### WORK ORDER
Print the lines below exactly as written, with none missing.

### DATA FOR THIS EXERCISE
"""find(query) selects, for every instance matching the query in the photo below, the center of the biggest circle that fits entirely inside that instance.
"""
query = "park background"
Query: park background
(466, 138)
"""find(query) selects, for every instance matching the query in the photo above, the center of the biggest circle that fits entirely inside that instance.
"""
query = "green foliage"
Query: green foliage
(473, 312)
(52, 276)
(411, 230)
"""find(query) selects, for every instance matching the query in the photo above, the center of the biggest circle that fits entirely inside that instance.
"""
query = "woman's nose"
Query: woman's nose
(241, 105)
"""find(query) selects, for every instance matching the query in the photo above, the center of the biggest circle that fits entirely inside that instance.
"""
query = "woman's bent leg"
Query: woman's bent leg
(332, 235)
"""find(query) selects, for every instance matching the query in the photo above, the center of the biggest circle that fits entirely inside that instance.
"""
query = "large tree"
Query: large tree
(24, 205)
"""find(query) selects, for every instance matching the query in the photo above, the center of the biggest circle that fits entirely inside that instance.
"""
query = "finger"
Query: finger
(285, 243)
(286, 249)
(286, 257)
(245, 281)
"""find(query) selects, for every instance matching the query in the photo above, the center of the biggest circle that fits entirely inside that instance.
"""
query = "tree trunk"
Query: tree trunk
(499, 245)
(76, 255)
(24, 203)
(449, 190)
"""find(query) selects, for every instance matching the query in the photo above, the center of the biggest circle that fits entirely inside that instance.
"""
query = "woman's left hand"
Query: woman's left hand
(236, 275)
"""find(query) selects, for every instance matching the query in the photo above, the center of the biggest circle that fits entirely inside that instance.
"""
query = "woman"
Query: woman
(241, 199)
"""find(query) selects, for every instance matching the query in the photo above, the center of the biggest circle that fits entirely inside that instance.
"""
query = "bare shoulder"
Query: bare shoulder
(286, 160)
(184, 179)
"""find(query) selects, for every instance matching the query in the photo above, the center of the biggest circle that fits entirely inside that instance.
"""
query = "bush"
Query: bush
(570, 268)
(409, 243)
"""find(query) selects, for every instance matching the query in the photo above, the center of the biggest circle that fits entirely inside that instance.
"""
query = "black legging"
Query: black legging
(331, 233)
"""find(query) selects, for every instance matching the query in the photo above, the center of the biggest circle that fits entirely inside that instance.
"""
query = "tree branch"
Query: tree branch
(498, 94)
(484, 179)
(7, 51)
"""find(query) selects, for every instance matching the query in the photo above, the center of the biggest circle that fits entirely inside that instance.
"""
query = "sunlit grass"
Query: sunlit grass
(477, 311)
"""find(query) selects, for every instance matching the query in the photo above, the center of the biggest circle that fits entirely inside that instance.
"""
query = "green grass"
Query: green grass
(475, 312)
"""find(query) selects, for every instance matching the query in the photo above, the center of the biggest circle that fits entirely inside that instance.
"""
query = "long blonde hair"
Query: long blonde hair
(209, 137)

### WRITTEN SOLUTION
"""find(query) selects, for every instance matching the query in the photo below, the center of the biggest circle that fits entirely inside that instance.
"""
query = "park background"
Query: park background
(466, 138)
"""find(query) selects, for every instance matching the query in the photo above, the center of the biggest circle that fits entirely inside that instance.
"""
query = "green foliage"
Query: green foliage
(473, 312)
(52, 276)
(411, 230)
"""find(query) selects, for every instance matching the query in the photo above, the center of the biggest circle that fits entirely inside that instance.
"""
query = "woman's nose"
Query: woman's nose
(241, 105)
"""find(query) selects, for every instance matching the query in the photo above, the center of the biggest circle that fits entirely inside that instance.
"""
query = "woman's bent leg"
Query: woman's bent leg
(332, 235)
"""find(query) selects, for every instance matching the query in the photo above, the center of the biggest circle that fits entirely inside that instance.
"""
query = "large tree"
Query: large tree
(24, 205)
"""find(query) selects, for every instance matching the query in the photo above, the center of the biggest circle that fits entirely inside that instance.
"""
query = "finger"
Query: finger
(285, 243)
(286, 249)
(286, 257)
(245, 281)
"""find(query) selects, for every instance matching the query in the photo above, the center of the biggest circle that fits entirely inside that instance.
"""
query = "tree trunk"
Query: tree trunk
(499, 245)
(76, 255)
(24, 203)
(449, 190)
"""find(query) selects, for every instance matching the query in the photo above, the center of the biggest circle that fits entirely inside that instance.
"""
query = "woman's left hand"
Query: woman's left hand
(236, 275)
"""find(query) selects, for every instance matching the query in the photo above, the center of the biggest circle that fits entirely inside that instance.
"""
query = "woman"
Query: woman
(241, 199)
"""find(query) selects, for every instance matching the query in the photo above, the center of the biggest circle that fits entirely inside that instance.
"""
query = "bare shoulder"
Query: bare shoulder
(286, 160)
(184, 179)
"""find(query) selects, for every instance matching the query in the photo above, the center of the biggest circle that fits entirely inside that instance.
"""
query = "bush"
Query: bush
(570, 268)
(409, 243)
"""find(query) selects, for every instance matching the query in the photo above, the center of the biggest circle that fits entirely inside that instance.
"""
query = "black legging"
Query: black legging
(331, 233)
"""find(query) selects, for every instance matching the query in the photo above, the center of the biggest circle that fits entirely inside that instance.
"""
query = "tree branch"
Query: tree branch
(498, 94)
(484, 179)
(7, 51)
"""find(query) selects, for every instance matching the query in the photo above, the center of the biggest circle that fits entirely inside that instance.
"""
query = "sunlit grass"
Query: sunlit grass
(477, 311)
"""find(query) selects, for every instance matching the query in the photo above, the center of the biggest circle that fits entirely inside that instance.
"""
query = "green grass"
Query: green grass
(475, 312)
"""find(query) selects, for every instance matching the query in the photo above, the center of the biggest circle that fits entirely inside that instance.
"""
query = "long blonde hair"
Query: long blonde hair
(209, 137)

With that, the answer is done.